• [WHAT YOU SHOULD DO]
Scan the records below for the line with "Would you be able to point to the leaf" and the line with "Would you be able to point to the pink petal". Repeat those two lines and every line between them exactly, and nothing else.

[Opening INFORMATION GIVEN section]

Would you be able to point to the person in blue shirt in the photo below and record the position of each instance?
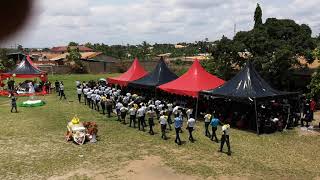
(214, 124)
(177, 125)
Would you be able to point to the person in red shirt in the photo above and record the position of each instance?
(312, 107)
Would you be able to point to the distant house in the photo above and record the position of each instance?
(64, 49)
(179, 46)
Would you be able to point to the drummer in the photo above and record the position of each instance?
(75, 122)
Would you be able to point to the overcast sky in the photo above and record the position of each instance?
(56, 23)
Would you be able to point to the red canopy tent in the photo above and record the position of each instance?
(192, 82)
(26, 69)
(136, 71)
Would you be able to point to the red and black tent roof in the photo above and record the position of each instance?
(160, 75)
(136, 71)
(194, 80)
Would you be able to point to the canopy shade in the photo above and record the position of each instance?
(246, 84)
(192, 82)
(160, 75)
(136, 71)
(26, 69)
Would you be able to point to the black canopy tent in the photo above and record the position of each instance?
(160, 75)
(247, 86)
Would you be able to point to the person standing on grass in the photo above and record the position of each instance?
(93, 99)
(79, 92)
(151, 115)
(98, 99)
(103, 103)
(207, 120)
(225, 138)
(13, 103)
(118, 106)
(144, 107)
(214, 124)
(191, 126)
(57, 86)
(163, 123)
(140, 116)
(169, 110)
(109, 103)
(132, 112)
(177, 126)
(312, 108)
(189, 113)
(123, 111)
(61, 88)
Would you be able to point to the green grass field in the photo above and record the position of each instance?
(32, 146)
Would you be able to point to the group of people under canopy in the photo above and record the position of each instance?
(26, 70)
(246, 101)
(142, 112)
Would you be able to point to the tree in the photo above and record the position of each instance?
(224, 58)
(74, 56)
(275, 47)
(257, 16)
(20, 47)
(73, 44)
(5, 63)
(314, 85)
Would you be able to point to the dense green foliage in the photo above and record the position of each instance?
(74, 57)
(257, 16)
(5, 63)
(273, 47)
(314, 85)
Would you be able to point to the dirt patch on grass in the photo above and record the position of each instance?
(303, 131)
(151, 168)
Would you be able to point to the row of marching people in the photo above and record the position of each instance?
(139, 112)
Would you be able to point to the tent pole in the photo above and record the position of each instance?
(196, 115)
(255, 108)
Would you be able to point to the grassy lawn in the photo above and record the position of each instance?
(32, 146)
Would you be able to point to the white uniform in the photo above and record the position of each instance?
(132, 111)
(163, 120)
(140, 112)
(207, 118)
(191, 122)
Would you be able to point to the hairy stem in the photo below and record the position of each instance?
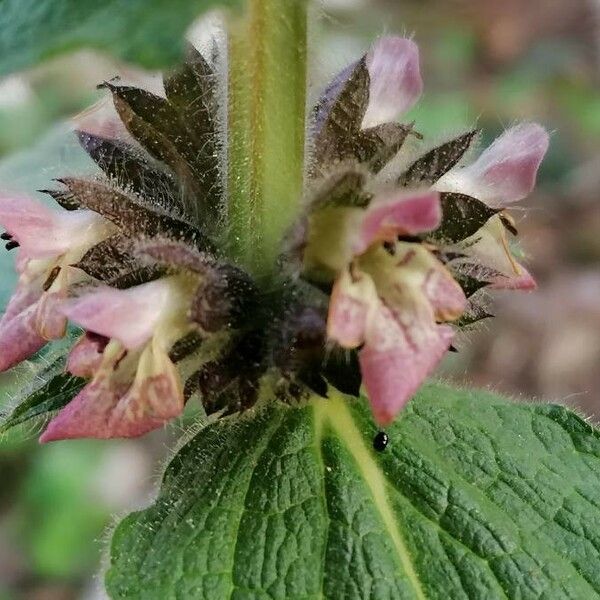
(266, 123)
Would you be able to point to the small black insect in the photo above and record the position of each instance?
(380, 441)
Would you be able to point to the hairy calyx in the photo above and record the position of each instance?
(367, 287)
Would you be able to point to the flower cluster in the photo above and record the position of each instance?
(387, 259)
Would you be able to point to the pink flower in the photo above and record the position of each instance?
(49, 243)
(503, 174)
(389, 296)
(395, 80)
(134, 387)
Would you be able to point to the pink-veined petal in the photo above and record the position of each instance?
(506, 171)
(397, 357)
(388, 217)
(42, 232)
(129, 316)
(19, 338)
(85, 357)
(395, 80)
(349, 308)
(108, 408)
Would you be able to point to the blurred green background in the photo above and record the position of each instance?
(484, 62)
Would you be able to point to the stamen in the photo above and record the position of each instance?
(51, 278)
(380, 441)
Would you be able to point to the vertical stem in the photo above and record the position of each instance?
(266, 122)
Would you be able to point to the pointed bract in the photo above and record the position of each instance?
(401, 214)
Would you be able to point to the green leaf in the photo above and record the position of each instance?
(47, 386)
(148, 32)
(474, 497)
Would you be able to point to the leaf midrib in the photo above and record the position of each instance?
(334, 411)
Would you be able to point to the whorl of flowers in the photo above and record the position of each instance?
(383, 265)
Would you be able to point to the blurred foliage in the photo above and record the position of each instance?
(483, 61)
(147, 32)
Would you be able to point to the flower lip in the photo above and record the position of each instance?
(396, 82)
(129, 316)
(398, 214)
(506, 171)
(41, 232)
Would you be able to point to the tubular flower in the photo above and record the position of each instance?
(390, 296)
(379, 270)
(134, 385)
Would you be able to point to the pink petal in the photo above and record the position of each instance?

[Closing INFORMATION GIVEN section]
[Opening INFORMATION GIVEN section]

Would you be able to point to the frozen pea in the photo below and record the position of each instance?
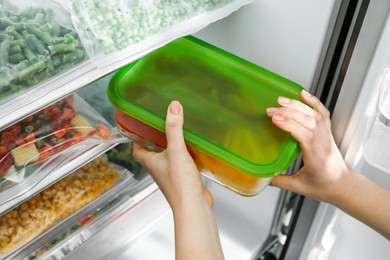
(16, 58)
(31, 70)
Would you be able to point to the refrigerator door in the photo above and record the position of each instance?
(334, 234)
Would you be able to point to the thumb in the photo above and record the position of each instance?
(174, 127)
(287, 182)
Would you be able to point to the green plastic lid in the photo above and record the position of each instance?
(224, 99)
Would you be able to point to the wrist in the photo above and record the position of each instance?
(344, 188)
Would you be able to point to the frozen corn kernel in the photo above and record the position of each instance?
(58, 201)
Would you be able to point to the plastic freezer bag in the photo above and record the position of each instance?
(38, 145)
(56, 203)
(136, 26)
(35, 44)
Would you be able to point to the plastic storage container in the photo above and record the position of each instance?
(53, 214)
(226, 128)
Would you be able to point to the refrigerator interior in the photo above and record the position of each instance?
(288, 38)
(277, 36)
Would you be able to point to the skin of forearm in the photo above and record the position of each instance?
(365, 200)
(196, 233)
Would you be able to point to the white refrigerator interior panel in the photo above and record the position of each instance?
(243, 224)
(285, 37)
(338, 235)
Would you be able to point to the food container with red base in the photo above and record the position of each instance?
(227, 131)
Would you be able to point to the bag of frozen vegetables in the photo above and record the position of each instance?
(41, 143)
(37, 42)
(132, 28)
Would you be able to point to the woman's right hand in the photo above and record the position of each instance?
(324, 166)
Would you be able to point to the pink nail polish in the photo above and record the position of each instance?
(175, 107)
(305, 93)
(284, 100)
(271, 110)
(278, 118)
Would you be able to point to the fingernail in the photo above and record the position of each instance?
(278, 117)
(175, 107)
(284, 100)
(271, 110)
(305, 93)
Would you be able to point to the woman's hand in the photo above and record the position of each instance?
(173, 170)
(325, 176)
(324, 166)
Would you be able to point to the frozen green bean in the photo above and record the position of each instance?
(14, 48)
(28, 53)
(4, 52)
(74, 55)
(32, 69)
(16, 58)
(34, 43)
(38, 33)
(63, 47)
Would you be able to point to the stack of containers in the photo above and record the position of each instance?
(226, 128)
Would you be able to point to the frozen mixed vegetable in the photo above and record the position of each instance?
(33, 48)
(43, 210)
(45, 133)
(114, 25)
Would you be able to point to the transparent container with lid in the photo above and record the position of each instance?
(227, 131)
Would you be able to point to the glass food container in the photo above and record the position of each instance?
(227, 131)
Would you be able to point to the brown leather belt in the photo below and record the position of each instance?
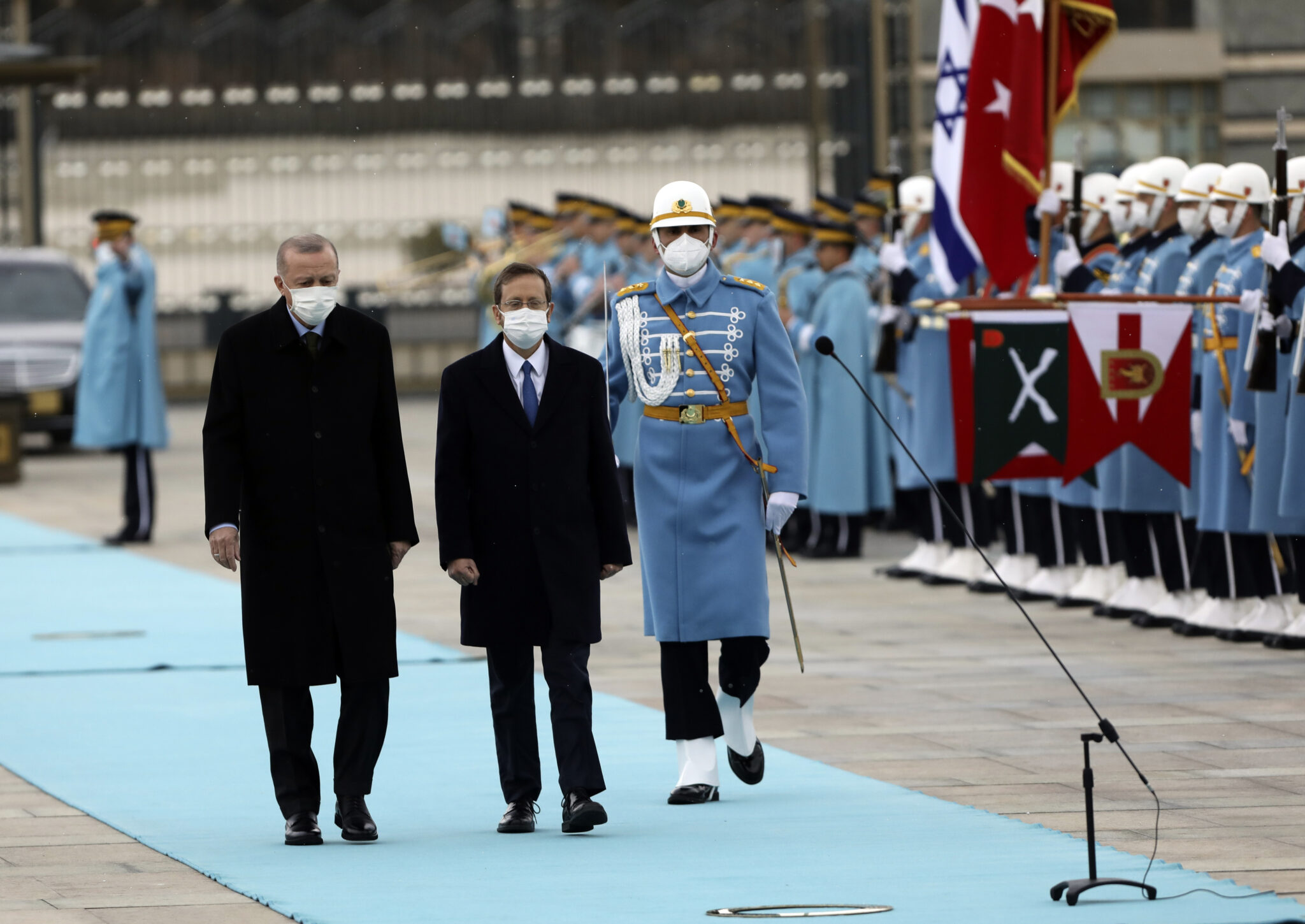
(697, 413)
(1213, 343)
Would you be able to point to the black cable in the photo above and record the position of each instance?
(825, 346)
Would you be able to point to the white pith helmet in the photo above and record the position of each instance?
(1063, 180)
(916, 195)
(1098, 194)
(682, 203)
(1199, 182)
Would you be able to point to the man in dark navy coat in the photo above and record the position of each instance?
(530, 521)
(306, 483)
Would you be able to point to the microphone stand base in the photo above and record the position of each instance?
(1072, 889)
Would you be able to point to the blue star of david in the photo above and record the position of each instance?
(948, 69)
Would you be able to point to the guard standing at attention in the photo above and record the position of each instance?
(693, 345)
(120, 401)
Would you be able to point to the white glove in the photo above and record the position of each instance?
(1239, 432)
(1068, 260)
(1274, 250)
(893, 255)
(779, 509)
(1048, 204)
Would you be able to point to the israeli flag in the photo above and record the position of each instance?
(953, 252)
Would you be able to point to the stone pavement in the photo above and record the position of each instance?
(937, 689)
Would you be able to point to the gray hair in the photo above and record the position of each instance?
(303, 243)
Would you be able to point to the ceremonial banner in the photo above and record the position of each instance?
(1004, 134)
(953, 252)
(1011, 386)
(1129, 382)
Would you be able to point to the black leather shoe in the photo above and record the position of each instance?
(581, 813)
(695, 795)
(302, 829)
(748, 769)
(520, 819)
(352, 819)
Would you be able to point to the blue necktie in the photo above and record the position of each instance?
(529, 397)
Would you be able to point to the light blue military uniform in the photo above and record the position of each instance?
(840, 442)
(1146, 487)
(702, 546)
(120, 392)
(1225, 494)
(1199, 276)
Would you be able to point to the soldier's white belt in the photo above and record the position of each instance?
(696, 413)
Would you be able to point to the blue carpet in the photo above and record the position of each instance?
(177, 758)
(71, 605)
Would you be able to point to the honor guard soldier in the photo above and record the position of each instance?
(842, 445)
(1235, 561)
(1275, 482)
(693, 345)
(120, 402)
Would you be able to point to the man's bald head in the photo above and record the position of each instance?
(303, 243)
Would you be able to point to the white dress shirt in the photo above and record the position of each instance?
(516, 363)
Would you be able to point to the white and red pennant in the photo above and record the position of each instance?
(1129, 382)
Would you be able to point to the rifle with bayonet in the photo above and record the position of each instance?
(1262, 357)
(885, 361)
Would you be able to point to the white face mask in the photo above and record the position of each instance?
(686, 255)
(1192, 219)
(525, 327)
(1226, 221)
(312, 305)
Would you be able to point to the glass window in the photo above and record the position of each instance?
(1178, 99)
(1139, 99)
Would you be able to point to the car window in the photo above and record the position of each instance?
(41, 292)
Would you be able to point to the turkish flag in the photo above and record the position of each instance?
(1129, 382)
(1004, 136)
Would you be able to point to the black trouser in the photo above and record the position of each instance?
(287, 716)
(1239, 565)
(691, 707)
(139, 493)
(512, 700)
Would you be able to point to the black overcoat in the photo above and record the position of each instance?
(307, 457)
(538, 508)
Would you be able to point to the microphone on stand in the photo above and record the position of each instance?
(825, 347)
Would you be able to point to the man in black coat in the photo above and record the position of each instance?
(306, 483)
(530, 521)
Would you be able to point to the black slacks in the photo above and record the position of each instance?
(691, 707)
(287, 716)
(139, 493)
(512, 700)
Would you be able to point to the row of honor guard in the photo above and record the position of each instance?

[Closing INFORMATION GIVEN section]
[Opening INFORMATION GIVEN section]

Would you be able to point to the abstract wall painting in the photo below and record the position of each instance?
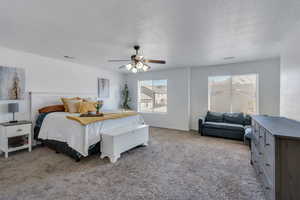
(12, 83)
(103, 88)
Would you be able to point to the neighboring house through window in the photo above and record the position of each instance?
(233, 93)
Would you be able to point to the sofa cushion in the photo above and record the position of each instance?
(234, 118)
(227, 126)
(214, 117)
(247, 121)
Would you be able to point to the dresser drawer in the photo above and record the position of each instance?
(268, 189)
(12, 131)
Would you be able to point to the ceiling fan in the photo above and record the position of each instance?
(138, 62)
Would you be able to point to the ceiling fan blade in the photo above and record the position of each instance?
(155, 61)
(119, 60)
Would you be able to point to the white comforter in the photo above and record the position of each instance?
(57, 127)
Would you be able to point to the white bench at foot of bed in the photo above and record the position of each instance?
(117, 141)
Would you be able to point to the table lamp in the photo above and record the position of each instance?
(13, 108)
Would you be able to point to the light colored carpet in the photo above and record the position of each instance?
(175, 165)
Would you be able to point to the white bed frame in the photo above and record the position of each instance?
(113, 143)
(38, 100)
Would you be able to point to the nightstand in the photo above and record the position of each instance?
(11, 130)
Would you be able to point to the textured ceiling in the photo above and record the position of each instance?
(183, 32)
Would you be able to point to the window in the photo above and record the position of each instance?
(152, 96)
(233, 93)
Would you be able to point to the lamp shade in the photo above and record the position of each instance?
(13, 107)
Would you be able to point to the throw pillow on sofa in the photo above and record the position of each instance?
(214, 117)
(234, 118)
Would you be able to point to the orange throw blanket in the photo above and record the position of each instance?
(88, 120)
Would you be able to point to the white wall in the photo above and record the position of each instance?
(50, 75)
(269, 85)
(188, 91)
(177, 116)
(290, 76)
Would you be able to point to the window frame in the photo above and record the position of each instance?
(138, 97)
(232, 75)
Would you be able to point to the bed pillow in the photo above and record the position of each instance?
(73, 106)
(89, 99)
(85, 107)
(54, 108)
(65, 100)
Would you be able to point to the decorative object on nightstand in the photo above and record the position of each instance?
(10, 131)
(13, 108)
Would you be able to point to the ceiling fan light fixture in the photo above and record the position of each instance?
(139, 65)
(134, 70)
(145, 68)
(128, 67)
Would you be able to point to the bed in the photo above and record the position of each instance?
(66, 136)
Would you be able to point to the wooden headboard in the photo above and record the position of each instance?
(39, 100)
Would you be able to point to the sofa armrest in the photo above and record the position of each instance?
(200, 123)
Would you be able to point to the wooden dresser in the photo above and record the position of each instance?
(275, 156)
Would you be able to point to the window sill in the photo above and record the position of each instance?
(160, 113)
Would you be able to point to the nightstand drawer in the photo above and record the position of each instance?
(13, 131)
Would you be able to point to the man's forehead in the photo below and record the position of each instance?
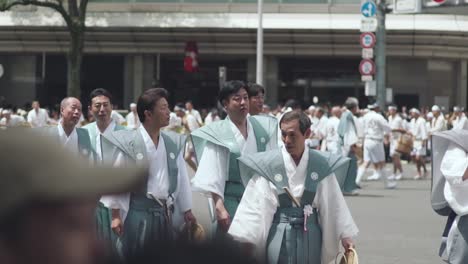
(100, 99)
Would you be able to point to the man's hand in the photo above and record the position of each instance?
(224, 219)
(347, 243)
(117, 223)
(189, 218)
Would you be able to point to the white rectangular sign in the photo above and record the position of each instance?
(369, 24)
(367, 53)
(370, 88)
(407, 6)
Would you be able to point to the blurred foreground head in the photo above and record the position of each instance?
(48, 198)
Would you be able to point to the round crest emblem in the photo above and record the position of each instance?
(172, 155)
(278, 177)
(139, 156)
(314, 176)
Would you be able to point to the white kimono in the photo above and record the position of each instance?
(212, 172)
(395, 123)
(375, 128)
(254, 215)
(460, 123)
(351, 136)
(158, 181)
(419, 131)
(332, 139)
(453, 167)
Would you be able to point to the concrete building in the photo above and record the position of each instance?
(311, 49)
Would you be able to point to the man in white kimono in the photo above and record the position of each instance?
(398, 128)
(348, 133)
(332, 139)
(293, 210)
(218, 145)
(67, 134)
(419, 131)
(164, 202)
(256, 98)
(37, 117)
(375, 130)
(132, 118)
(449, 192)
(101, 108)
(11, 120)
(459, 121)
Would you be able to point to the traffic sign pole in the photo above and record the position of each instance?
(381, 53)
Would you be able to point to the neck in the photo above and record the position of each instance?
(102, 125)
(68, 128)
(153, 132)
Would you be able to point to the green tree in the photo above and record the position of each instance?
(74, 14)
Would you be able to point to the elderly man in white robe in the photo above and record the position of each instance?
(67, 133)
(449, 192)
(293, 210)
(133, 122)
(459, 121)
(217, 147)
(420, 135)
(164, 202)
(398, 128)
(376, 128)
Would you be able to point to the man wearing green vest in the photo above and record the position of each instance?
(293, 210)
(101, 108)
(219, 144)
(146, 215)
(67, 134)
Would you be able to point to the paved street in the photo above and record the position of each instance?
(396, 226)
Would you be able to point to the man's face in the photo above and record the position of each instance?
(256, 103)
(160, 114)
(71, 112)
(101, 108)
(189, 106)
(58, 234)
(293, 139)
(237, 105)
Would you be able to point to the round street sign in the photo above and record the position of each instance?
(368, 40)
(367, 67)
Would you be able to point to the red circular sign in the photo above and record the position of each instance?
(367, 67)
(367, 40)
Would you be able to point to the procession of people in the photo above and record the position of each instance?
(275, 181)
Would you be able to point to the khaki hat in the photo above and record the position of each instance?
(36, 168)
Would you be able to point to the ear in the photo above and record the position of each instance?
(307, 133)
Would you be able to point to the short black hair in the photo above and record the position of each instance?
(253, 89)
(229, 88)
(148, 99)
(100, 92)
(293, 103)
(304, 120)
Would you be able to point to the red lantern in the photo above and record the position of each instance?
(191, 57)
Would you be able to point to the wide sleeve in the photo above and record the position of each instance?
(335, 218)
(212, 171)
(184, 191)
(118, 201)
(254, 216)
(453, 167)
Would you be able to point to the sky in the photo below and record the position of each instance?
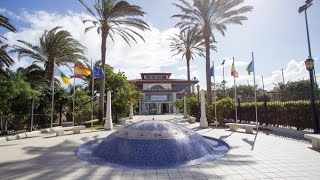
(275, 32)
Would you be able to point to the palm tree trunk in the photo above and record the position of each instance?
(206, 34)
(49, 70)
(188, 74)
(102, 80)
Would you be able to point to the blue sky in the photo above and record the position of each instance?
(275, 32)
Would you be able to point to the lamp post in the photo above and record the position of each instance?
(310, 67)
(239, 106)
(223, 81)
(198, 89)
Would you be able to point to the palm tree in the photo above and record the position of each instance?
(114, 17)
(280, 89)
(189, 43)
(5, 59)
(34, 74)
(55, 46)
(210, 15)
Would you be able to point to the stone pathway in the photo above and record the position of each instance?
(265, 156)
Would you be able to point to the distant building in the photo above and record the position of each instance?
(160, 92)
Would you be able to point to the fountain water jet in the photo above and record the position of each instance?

[Closing INFORMATION GIVEN section]

• [TASK RESULT]
Would you be able to point to the leaf midrib in the photo above and record the position of each instance?
(334, 411)
Would you be able to point to the whorl of flowers in the photo above and record the position of each instance?
(383, 265)
Would you be able to point to the blurred foliage in the photo above and record the position of each instance?
(483, 61)
(147, 32)
Would you be able to point to the flower lip in the photo above and record the position of each instance?
(396, 82)
(129, 316)
(398, 214)
(506, 171)
(41, 232)
Would you be able to point to the tubular flower in the photo above and record the position of each instance?
(390, 296)
(379, 270)
(134, 385)
Would you be able to point to the pink petal in the photo above and record the position of each instance?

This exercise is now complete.